[Excerpt to read]:

There have been several events that have occurred in the last days and weeks that, in my opinion, signify that the inherent market risks around the globe are increasing. When a risk manager uses the term ‘risk’, what he or she is really talking about is uncertainty. If I own a 10-year US Government Bond that is paying 2% then I expect to receive the interest on it and for the principal of the bond to be paid back when it matures. I realize that the value of the US Dollar can fluctuate, but my expectation is that it should be minimal.
Last Thursday the Swiss Central Bank surprised the world by announcing that they would no longer peg the Swiss franc to a fixed exchange rate with the Euro. The impact was akin to dropping a bomb into a normally calm lake and the reverberations quickly affected markets worldwide. There was a near immediate 30% surge in the value of the Swiss franc relative to the Euro. Just as quickly, currency traders became insolvent and many lost all of their trading equity. Major Swiss corporations saw losses in their stock as they were re-priced based on the new currency valuations—some of the largest companies in the world lost over 10% in a single day.

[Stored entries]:
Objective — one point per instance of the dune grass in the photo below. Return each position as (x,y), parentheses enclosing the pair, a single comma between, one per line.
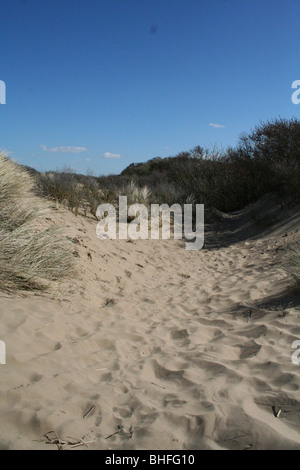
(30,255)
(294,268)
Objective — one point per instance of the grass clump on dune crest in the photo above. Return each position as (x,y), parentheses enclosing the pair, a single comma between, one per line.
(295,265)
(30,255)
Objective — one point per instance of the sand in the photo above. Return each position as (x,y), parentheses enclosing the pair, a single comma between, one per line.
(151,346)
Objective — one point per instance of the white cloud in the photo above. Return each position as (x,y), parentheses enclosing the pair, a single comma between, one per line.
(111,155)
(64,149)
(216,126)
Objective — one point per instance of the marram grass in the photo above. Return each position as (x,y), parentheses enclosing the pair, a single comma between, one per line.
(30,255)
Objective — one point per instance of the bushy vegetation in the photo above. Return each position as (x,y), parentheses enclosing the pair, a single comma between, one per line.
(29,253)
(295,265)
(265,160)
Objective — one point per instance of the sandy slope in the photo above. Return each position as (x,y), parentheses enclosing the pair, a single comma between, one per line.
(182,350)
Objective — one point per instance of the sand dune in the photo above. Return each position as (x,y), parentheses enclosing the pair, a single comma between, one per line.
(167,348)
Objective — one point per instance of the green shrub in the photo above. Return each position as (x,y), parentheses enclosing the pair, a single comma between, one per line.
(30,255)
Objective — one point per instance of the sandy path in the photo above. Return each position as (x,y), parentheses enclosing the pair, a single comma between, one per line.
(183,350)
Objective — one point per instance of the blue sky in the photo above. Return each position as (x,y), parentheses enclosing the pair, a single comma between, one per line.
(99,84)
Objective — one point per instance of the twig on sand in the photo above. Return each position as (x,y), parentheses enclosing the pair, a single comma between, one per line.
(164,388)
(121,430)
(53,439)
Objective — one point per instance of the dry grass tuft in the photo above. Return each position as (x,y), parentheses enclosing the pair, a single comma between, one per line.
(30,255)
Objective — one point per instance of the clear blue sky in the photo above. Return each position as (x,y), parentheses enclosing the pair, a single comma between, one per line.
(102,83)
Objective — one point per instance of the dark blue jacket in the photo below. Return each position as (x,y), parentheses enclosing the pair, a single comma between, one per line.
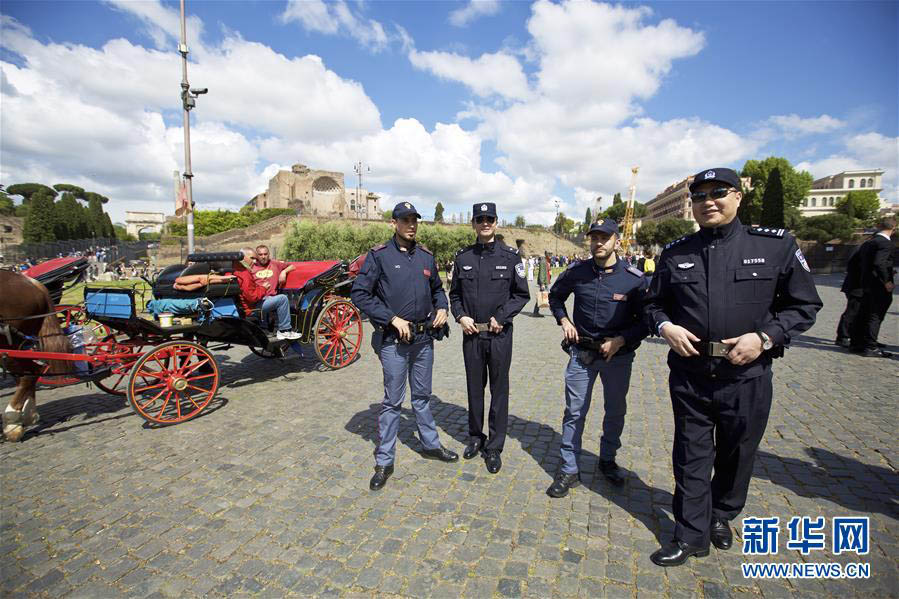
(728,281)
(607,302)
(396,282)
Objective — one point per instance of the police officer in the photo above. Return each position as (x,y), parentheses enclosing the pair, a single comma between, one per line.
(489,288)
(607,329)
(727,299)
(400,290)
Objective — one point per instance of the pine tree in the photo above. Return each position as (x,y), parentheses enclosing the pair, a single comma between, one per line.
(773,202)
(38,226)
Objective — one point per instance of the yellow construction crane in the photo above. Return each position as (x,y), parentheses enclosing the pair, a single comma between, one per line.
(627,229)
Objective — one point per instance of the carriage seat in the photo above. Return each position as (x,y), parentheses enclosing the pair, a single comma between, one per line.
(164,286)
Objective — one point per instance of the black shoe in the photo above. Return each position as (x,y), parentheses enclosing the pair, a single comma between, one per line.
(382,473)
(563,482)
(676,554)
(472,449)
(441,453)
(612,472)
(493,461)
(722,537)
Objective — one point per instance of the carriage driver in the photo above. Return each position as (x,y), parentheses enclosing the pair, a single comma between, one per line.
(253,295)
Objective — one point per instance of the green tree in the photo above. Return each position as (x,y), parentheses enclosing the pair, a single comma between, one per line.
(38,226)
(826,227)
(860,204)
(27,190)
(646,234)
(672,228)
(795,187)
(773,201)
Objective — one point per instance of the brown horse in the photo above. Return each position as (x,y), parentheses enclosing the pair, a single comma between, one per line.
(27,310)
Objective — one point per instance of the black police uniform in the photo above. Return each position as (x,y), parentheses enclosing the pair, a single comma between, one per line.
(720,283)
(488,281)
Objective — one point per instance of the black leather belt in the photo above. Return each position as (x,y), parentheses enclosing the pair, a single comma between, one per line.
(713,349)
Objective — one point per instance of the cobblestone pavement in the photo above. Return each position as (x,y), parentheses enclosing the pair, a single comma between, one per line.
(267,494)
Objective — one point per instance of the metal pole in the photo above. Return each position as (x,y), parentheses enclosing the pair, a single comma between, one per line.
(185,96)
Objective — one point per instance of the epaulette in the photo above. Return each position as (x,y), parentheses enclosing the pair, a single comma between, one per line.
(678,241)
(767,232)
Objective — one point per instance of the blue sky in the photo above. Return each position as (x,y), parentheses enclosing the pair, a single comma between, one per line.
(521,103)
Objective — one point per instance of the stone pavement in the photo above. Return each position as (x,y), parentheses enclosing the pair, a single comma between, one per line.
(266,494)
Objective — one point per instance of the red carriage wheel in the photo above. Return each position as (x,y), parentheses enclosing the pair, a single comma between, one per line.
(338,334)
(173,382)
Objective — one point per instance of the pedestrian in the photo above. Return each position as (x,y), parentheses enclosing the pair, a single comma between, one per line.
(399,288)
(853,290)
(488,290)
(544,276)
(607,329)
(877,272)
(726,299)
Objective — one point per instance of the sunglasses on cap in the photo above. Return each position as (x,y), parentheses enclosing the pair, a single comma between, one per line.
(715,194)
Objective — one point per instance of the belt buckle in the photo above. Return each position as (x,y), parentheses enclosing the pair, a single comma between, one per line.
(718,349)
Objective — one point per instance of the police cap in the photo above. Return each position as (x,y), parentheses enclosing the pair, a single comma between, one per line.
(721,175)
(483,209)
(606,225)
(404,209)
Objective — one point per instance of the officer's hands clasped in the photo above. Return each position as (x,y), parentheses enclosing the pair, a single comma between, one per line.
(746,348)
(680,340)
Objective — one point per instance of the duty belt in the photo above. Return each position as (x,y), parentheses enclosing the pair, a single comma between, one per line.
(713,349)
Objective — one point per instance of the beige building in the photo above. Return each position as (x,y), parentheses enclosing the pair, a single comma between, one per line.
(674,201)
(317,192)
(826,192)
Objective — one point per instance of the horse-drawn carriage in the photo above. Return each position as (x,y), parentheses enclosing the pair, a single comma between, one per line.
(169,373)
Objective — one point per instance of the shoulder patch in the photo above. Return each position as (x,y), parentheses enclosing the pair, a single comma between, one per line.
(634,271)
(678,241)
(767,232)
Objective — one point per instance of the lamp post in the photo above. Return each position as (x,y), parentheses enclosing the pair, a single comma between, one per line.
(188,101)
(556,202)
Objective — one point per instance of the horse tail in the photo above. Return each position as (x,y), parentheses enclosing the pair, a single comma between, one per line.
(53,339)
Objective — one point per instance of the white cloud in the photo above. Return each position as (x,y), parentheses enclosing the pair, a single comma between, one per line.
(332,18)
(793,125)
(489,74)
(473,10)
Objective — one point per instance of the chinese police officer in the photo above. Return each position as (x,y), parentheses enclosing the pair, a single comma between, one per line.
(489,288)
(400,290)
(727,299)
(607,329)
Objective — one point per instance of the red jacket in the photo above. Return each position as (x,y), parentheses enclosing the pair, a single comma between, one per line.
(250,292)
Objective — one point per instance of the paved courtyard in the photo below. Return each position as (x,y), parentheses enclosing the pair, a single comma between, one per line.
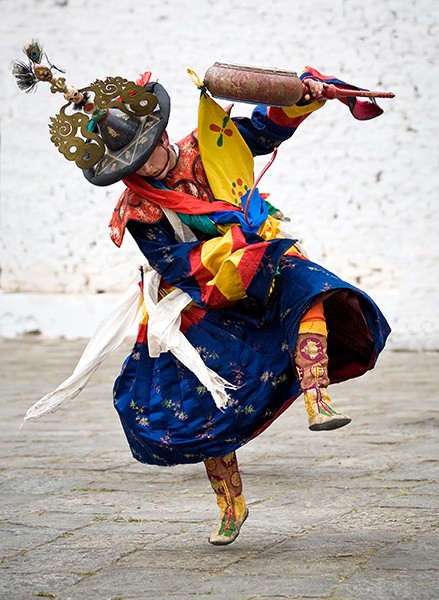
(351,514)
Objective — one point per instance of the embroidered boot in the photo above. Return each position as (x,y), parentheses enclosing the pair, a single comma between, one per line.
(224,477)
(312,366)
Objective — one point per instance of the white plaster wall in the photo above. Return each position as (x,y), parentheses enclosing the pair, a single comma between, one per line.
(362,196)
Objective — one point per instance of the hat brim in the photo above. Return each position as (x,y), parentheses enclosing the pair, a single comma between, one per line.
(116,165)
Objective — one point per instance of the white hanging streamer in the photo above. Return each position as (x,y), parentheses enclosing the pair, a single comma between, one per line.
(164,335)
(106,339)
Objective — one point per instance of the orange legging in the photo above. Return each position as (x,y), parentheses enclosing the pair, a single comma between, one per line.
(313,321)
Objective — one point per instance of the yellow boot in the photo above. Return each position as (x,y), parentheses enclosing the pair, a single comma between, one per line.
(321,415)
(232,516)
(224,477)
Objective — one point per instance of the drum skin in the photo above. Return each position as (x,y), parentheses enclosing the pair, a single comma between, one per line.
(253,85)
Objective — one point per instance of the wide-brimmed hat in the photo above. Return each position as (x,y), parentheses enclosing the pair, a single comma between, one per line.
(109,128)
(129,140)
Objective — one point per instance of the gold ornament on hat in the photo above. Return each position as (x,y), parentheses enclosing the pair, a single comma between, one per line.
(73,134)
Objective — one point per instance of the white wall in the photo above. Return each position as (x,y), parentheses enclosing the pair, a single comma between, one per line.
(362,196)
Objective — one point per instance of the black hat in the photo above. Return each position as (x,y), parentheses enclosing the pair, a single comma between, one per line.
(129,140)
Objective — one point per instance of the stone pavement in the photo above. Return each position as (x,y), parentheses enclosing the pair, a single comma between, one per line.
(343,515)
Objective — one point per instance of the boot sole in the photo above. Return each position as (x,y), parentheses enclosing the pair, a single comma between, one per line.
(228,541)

[Exercise task]: Carry the piece on rising market risk and the Swiss franc forward from its last sentence. These entries were taken from a different source than the text.

[Right answer]:
Then, the news came out yesterday that China was clamping down on the margin requirements to reduce speculation that has been running rampant. The Shanghai Composite Index had surged 67% in the past 12 months because people were borrowing money and pouring it into the market. The surprise move yesterday resulted in a panic 7.7% single day loss in a major market index. That is significant!
In addition to that, economic indicators continue to show that countries around the world are slowing. The IMF just cut its global growth forecast again. Germany reported falling producer prices—that’s a way of saying that prices are deflating. Crude Oil prices have plunged and now we will be hearing news of job cuts in the Energy Sector.
And are you ready for the ECB’s announcement?
What does all of this mean? I started by talking about owning a 10-year UST bond. Can you see how the surprise announcements by the Swiss and the Chinese have changed the way I need to view that traditionally safe investment? The assumptions were that the markets would behave similar to what they have in the recent past. Perhaps China’s actions were just a one-time event. Perhaps other countries won’t seek to counter the Swiss move by changing the value of their currencies. Or are we seeing the start of a series of currency wars? There’s no way to know for sure, and that’s the point. It’s a sign of increasing uncertainty, as well as a sign of increasing market risks.
I continue to believe that we are in the end stages of a Bull market that started in March of 2009. The systemic risk, according to James Rickards, is orders of magnitude greater than what existing in 2008.
I am not scared, I am not fearful. My job is to identify market risks – especially those risks that can significantly impact my client’s standard of living – so that I can take proactive measures to mitigate that risk, find opportunities and seek to safely navigate them through it. And that’s what I’m doing.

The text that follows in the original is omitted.